What is needed: Write out all of the entries, matching the original exactly.

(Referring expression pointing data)
--------------------------------

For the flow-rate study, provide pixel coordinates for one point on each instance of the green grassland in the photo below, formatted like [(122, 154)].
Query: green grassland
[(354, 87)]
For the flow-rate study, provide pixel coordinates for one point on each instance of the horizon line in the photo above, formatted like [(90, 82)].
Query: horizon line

--------------------------------

Task solution:
For the flow-rate study, provide pixel coordinates for one point on each instance of the green grassland in the photo below, formatted like [(122, 154)].
Query: green grassland
[(354, 87)]
For the flow-rate study, provide pixel coordinates for one point on each instance of the horizon line in the photo above, formatted like [(90, 82)].
Query: horizon line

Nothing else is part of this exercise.